- Given request: Exactly reproduce the line that contains "wooden pier, the" and all lines after it in the entries below, through the very last line.

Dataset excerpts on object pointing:
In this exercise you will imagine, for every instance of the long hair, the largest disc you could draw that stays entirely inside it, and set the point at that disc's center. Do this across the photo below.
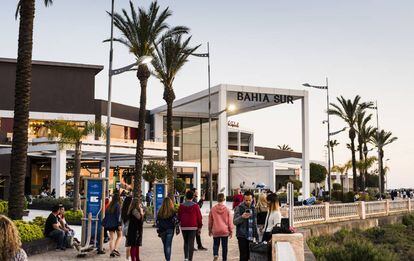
(10, 240)
(116, 200)
(273, 202)
(261, 202)
(167, 209)
(125, 208)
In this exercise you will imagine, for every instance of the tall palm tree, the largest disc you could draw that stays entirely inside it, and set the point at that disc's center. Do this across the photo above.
(332, 145)
(72, 134)
(380, 140)
(284, 147)
(169, 57)
(348, 111)
(18, 165)
(362, 121)
(140, 30)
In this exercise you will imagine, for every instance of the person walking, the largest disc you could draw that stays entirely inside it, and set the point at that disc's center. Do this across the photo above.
(200, 203)
(135, 223)
(189, 215)
(167, 221)
(273, 216)
(238, 198)
(246, 226)
(125, 221)
(10, 244)
(220, 226)
(261, 208)
(112, 223)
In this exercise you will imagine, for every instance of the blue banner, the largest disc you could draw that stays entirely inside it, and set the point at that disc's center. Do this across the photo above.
(159, 196)
(93, 203)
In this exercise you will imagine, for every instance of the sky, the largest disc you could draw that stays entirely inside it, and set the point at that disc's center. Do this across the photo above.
(364, 47)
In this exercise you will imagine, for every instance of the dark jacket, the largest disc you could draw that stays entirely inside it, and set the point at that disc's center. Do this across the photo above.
(189, 215)
(113, 219)
(242, 224)
(167, 223)
(134, 235)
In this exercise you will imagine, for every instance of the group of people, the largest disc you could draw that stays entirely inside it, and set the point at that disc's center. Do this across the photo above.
(253, 220)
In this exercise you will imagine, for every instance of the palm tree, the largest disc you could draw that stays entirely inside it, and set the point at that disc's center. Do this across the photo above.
(284, 147)
(361, 124)
(348, 111)
(381, 139)
(18, 165)
(332, 144)
(140, 31)
(72, 134)
(169, 57)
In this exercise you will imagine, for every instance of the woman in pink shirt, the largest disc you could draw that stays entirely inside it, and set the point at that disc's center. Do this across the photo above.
(220, 226)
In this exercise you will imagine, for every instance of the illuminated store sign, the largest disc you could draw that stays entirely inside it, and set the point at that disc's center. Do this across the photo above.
(263, 97)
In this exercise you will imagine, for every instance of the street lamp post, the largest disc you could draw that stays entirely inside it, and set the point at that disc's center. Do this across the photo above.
(210, 185)
(326, 87)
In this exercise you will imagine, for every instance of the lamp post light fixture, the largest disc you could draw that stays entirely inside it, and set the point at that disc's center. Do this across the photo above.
(379, 149)
(325, 87)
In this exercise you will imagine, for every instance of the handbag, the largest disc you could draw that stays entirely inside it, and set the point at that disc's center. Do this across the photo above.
(258, 247)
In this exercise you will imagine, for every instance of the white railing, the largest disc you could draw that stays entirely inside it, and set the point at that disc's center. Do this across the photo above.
(346, 210)
(325, 213)
(309, 214)
(398, 205)
(375, 207)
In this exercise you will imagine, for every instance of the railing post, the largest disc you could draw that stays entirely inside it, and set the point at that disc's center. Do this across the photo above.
(361, 211)
(326, 216)
(387, 206)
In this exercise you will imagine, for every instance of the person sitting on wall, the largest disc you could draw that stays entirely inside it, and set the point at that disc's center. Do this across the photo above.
(54, 230)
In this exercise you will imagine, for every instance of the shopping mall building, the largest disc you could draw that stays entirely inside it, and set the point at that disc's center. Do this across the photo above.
(65, 91)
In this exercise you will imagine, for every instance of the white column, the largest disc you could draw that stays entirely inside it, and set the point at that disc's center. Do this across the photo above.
(158, 127)
(58, 173)
(197, 176)
(305, 147)
(223, 139)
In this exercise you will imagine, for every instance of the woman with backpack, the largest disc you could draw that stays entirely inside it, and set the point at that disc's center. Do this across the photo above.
(112, 223)
(167, 223)
(273, 217)
(135, 222)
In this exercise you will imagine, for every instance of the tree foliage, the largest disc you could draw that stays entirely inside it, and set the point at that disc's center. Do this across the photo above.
(317, 173)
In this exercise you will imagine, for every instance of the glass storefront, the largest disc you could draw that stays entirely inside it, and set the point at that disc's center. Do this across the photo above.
(191, 136)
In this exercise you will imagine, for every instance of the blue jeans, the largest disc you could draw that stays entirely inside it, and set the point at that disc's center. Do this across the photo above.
(167, 242)
(224, 243)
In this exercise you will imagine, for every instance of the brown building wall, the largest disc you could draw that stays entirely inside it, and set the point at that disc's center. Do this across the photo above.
(56, 87)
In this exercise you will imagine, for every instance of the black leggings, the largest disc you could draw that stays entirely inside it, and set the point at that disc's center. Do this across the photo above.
(189, 236)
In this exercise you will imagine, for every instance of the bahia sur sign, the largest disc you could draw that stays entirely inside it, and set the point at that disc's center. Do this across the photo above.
(263, 97)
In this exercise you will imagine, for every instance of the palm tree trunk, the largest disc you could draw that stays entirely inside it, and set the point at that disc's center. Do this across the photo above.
(143, 74)
(169, 97)
(18, 165)
(354, 173)
(76, 175)
(361, 159)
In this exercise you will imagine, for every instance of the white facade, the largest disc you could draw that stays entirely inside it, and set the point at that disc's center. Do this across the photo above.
(244, 99)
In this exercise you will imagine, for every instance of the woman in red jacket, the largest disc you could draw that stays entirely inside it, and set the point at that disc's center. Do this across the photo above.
(191, 222)
(220, 226)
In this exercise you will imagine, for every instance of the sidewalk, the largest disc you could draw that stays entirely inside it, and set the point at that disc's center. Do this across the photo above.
(151, 250)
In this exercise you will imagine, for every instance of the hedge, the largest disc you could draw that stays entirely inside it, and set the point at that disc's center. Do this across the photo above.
(28, 232)
(73, 217)
(49, 203)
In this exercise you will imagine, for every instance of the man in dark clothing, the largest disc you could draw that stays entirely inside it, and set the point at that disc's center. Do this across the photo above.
(200, 204)
(245, 220)
(53, 229)
(191, 222)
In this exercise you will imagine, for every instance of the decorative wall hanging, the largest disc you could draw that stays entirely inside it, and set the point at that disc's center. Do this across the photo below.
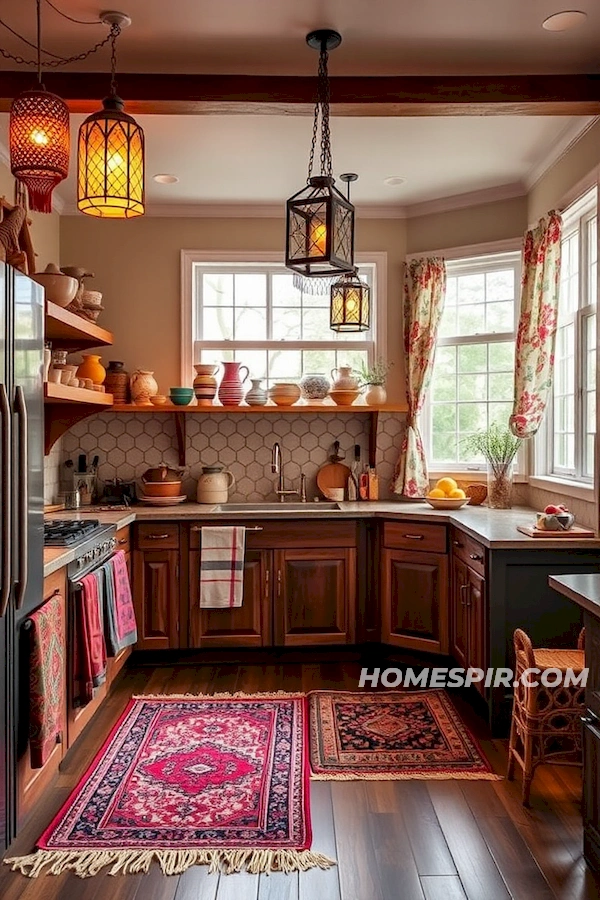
(320, 220)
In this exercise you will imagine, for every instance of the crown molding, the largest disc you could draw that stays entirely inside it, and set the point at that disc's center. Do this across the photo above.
(573, 132)
(462, 201)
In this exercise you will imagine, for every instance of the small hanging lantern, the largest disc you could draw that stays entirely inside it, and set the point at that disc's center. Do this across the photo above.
(39, 139)
(350, 298)
(320, 221)
(110, 156)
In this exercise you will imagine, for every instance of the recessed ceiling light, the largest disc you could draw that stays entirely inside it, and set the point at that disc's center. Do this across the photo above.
(166, 179)
(565, 20)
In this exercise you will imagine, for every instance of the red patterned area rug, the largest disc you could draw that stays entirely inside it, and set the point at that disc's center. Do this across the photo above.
(391, 736)
(219, 781)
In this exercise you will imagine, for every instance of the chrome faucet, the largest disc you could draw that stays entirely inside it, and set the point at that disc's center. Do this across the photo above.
(277, 469)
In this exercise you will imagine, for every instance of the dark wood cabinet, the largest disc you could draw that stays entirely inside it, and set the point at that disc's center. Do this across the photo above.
(314, 596)
(414, 602)
(249, 625)
(156, 598)
(468, 618)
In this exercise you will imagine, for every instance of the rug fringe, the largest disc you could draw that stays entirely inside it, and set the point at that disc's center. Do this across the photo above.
(399, 776)
(223, 695)
(86, 864)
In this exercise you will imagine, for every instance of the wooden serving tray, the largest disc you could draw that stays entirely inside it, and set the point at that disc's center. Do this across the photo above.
(576, 531)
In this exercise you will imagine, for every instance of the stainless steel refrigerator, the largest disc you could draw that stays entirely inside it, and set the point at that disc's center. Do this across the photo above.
(21, 510)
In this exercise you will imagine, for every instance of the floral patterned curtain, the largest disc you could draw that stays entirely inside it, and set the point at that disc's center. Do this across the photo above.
(534, 358)
(424, 295)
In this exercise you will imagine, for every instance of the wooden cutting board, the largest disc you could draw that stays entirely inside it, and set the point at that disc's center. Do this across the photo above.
(332, 475)
(575, 532)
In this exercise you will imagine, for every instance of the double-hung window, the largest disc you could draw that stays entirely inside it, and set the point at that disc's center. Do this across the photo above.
(251, 310)
(566, 446)
(473, 378)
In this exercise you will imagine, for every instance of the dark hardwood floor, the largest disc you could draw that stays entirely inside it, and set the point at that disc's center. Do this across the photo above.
(412, 840)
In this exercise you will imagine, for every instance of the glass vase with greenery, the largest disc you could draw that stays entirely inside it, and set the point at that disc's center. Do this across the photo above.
(499, 448)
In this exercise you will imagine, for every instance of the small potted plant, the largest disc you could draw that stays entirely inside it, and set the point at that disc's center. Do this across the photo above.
(374, 377)
(499, 447)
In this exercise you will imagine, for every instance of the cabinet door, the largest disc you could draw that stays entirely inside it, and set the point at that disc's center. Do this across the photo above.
(415, 600)
(156, 598)
(315, 597)
(476, 603)
(248, 625)
(459, 613)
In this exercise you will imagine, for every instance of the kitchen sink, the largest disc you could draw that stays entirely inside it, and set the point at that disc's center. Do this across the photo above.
(275, 507)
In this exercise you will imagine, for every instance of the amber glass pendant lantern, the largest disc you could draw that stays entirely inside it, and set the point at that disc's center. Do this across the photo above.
(110, 154)
(320, 220)
(39, 139)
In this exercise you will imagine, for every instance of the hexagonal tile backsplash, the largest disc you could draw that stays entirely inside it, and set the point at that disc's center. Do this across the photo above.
(129, 444)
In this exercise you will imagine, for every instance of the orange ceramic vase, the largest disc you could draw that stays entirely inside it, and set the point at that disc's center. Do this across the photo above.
(91, 367)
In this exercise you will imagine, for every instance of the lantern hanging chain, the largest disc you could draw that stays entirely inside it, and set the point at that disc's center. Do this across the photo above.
(57, 60)
(322, 113)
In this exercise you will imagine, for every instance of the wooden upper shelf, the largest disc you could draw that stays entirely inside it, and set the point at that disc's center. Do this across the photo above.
(299, 409)
(73, 332)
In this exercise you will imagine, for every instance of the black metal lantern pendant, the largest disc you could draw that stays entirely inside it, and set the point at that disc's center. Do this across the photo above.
(320, 220)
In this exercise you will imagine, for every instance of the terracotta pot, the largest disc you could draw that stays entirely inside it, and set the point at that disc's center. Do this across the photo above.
(205, 383)
(343, 380)
(143, 386)
(231, 389)
(91, 367)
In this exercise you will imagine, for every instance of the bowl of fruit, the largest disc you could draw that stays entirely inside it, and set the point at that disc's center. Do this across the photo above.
(555, 518)
(446, 495)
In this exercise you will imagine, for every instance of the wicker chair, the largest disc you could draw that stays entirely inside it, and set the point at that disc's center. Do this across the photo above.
(546, 721)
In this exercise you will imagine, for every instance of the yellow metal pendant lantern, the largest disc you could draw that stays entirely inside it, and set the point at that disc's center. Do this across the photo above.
(110, 156)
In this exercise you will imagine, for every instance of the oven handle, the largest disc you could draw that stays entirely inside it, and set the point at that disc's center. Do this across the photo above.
(5, 537)
(23, 490)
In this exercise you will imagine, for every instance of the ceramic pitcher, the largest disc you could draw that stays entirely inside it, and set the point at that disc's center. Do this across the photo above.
(231, 389)
(143, 386)
(214, 484)
(343, 380)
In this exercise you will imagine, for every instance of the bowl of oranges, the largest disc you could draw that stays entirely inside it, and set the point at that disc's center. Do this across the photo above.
(446, 495)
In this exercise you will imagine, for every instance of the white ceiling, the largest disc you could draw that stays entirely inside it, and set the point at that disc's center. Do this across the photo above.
(263, 159)
(267, 36)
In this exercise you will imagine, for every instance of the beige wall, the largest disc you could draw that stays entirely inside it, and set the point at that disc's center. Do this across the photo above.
(45, 228)
(137, 268)
(556, 185)
(485, 223)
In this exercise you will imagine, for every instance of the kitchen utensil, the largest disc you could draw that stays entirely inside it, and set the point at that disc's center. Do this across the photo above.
(447, 502)
(344, 398)
(333, 474)
(162, 501)
(162, 489)
(231, 390)
(162, 473)
(214, 484)
(59, 288)
(575, 532)
(284, 394)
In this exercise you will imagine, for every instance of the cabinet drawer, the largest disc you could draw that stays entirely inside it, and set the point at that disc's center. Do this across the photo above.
(123, 537)
(415, 536)
(159, 536)
(469, 550)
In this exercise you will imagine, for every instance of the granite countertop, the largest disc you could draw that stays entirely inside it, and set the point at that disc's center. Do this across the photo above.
(496, 529)
(581, 589)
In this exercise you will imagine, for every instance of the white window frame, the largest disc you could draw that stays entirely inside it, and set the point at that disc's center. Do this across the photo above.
(254, 259)
(572, 481)
(468, 255)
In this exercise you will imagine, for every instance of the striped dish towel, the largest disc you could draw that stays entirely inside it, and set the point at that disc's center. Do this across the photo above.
(222, 567)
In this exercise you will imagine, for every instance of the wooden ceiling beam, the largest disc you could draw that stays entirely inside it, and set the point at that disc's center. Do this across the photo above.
(403, 95)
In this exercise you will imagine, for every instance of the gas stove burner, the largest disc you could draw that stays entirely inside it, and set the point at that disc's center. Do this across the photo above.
(61, 533)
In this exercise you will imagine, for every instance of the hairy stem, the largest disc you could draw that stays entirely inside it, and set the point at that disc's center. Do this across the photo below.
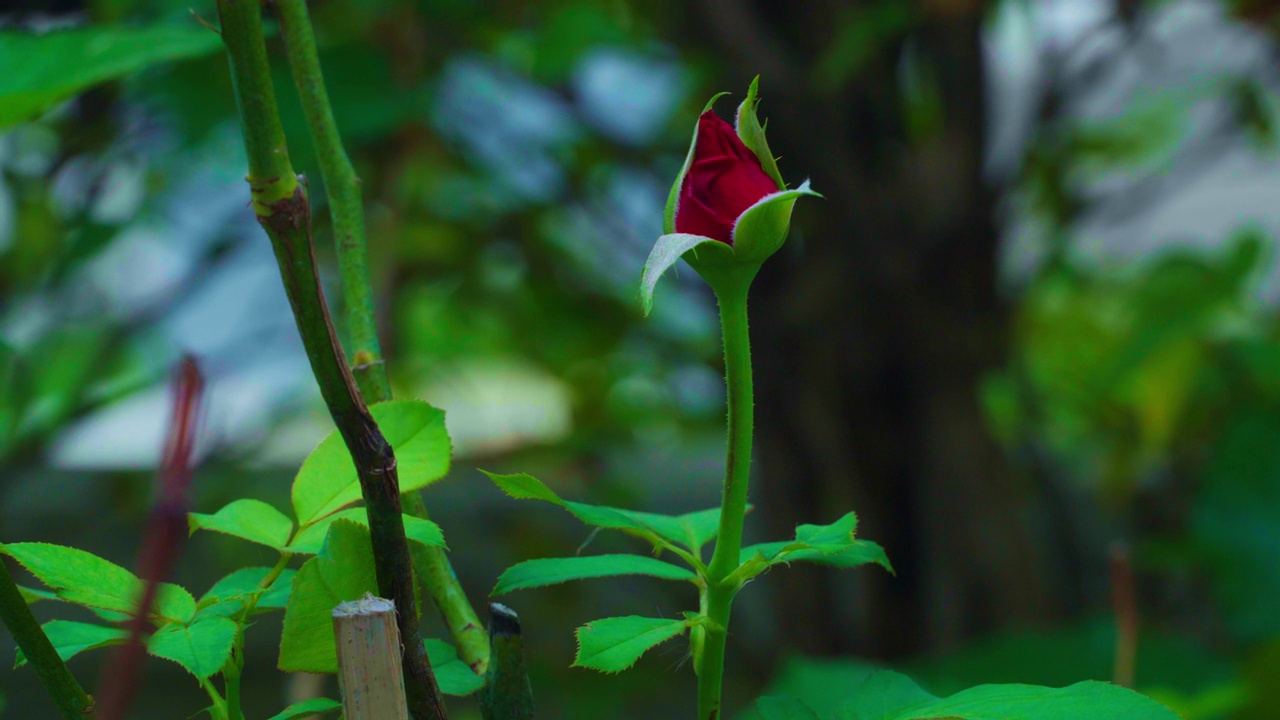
(346, 206)
(346, 209)
(71, 698)
(287, 222)
(435, 572)
(731, 295)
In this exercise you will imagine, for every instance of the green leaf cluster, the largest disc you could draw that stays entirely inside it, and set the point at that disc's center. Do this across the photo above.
(613, 645)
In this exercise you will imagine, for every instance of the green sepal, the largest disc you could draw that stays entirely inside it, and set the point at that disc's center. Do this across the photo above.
(752, 133)
(668, 250)
(762, 228)
(668, 222)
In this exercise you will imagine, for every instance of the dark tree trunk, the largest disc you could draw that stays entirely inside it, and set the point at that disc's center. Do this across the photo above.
(872, 333)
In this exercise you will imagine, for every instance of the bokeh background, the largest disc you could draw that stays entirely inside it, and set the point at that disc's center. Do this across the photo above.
(1033, 322)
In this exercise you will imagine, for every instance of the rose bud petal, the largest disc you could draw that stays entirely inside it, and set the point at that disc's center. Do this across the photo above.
(728, 209)
(722, 182)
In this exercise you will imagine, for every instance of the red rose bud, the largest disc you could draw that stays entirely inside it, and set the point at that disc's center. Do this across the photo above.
(722, 182)
(728, 209)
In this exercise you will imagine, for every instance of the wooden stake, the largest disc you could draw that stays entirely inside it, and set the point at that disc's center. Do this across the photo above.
(369, 660)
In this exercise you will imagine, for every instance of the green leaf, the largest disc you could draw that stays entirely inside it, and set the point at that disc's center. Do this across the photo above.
(328, 481)
(343, 570)
(86, 579)
(784, 707)
(71, 638)
(416, 529)
(227, 596)
(45, 69)
(307, 707)
(688, 531)
(201, 647)
(826, 545)
(762, 228)
(881, 695)
(451, 673)
(890, 696)
(702, 525)
(32, 596)
(753, 135)
(666, 253)
(553, 570)
(247, 519)
(613, 645)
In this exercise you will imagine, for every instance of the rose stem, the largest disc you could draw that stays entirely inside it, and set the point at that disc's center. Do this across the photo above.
(731, 295)
(282, 209)
(369, 368)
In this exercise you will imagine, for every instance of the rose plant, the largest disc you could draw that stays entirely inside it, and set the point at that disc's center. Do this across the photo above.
(727, 212)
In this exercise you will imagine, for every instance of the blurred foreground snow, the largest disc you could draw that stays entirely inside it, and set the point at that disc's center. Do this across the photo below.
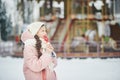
(73, 69)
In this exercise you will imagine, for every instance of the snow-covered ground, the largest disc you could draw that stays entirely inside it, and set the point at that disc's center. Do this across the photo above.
(73, 69)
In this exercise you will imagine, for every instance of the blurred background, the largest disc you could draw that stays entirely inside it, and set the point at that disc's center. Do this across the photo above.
(77, 28)
(84, 33)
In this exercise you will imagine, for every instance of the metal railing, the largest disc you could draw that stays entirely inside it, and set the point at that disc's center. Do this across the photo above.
(87, 47)
(10, 47)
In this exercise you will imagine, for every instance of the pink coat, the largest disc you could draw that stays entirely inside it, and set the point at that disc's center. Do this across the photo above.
(35, 68)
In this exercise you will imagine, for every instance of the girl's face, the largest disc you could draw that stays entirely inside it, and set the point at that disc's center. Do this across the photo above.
(42, 31)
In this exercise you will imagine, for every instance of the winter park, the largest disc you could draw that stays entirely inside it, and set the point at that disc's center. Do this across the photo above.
(59, 40)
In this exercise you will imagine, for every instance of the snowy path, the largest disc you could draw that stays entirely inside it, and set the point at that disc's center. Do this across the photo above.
(74, 69)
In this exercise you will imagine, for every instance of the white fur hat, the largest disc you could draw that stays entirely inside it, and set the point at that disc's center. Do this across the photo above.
(34, 27)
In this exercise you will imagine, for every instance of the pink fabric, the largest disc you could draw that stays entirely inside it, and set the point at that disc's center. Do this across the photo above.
(33, 65)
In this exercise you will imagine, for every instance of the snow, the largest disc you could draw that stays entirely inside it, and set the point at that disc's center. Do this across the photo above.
(72, 69)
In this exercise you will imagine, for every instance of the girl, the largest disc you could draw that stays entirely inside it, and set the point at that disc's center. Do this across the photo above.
(39, 57)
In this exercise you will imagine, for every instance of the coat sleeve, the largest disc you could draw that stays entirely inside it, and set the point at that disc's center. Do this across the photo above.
(33, 62)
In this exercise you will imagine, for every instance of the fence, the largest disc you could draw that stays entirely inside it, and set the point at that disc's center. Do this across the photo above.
(12, 48)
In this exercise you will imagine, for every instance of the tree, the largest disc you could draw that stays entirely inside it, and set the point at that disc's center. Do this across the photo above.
(5, 24)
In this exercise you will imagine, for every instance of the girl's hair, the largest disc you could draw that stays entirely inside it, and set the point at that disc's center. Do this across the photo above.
(38, 45)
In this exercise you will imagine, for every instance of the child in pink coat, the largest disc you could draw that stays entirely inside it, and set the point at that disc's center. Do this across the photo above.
(39, 57)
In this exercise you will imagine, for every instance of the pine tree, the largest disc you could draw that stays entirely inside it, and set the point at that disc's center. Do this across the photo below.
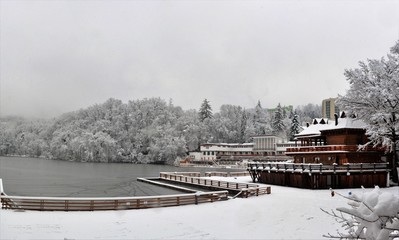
(278, 123)
(205, 110)
(243, 126)
(259, 120)
(373, 97)
(295, 127)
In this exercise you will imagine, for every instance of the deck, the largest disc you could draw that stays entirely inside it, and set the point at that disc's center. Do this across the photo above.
(320, 176)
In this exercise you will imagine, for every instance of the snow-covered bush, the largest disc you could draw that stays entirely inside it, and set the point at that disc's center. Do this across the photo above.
(373, 215)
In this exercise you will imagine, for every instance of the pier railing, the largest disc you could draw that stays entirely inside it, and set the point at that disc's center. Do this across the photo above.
(119, 203)
(244, 189)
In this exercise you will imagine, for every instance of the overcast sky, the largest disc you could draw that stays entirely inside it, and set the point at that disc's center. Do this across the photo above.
(60, 56)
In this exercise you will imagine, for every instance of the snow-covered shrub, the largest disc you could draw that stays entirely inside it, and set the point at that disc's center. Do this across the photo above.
(373, 215)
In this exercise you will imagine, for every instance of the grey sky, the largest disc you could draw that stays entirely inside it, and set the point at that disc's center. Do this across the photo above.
(60, 56)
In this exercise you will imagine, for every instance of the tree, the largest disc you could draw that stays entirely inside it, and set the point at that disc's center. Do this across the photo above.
(374, 97)
(278, 121)
(205, 110)
(372, 216)
(295, 127)
(259, 120)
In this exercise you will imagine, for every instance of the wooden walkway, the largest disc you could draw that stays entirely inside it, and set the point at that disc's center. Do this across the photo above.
(220, 192)
(238, 189)
(114, 203)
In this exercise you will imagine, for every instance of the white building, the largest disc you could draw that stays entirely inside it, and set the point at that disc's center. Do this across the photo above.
(210, 151)
(266, 145)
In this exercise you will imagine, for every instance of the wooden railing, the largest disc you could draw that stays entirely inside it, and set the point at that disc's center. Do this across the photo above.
(245, 189)
(319, 168)
(226, 174)
(121, 203)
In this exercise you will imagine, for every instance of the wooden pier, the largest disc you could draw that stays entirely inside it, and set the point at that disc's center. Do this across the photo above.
(238, 189)
(113, 203)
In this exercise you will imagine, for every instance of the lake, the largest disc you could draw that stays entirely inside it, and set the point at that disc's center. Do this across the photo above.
(44, 177)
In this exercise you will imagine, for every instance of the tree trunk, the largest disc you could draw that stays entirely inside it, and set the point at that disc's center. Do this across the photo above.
(394, 171)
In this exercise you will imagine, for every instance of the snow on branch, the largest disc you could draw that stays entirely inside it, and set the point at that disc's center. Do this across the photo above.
(373, 215)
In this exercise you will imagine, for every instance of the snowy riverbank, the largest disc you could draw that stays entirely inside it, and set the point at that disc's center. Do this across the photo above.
(287, 213)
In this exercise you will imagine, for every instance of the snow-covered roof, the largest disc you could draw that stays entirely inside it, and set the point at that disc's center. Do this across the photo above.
(343, 123)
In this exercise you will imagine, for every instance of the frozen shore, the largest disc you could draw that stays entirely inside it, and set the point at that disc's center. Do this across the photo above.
(287, 213)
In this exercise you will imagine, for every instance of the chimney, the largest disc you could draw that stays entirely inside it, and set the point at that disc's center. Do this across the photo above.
(336, 119)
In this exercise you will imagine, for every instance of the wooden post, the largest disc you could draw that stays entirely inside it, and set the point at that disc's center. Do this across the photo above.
(1, 187)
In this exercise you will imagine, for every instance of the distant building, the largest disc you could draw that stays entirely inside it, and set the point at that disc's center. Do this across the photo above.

- Right answer:
In this exercise you will imagine, for every instance of the wooden pier, the largest disc you could draw that stays entirely inside it, and set the point at that disc's center. Do this across the photo above.
(238, 189)
(113, 203)
In this exercise you will imagine, for every instance of the lake, the largest disc you could draw that stays entirely inside it, and set the point at that disc's center. Do this across the photo above.
(44, 177)
In this exercise you will imagine, for every instance of the tree trunk, the largest disc you could draw that stays entirely inside it, and set the point at that disc's center. Do this across the photo above.
(394, 171)
In this exercise you will imagine, for every instance of the snow on branch, the largest disc you could draw that stays entirely inside it, and set the point at that disc's center. Do this across the photo above.
(373, 215)
In this exercise you will imagine, for every instance of the snowy riverbank, the largest disc you could draw that stays entirely inside it, and set the point at that disc's center. Do this across the photo above.
(287, 213)
In this exercise you will imagine, for every instance of the snow-covered roof, the largest disc you could draw that stays entirely inside it, and set the point at that disc's center. Do this across the photo above.
(343, 123)
In this exercise you will imagine, for every instance of the frozen shore, the largest disc you could draw that stays entirely inside it, and set the point at that disc's center. Do this across the photo above.
(287, 213)
In this exercise you will imagine, for every instance of the chimney, the largest disc you could draw that stays entirely inside it, and set the point at that disc's center. Do this across the photo above.
(336, 119)
In this exercise you will imagine, for every instance of the wooden post, the largest disc you could draw that stays entirely inside it, and set the point at that disc's center. Do this across the photo above.
(1, 187)
In this exercise you will imagine, for every instance of the distant building, the largest disc you could draw that stays entirely inside it, and set the point at that disc's center. Do this across the photo above.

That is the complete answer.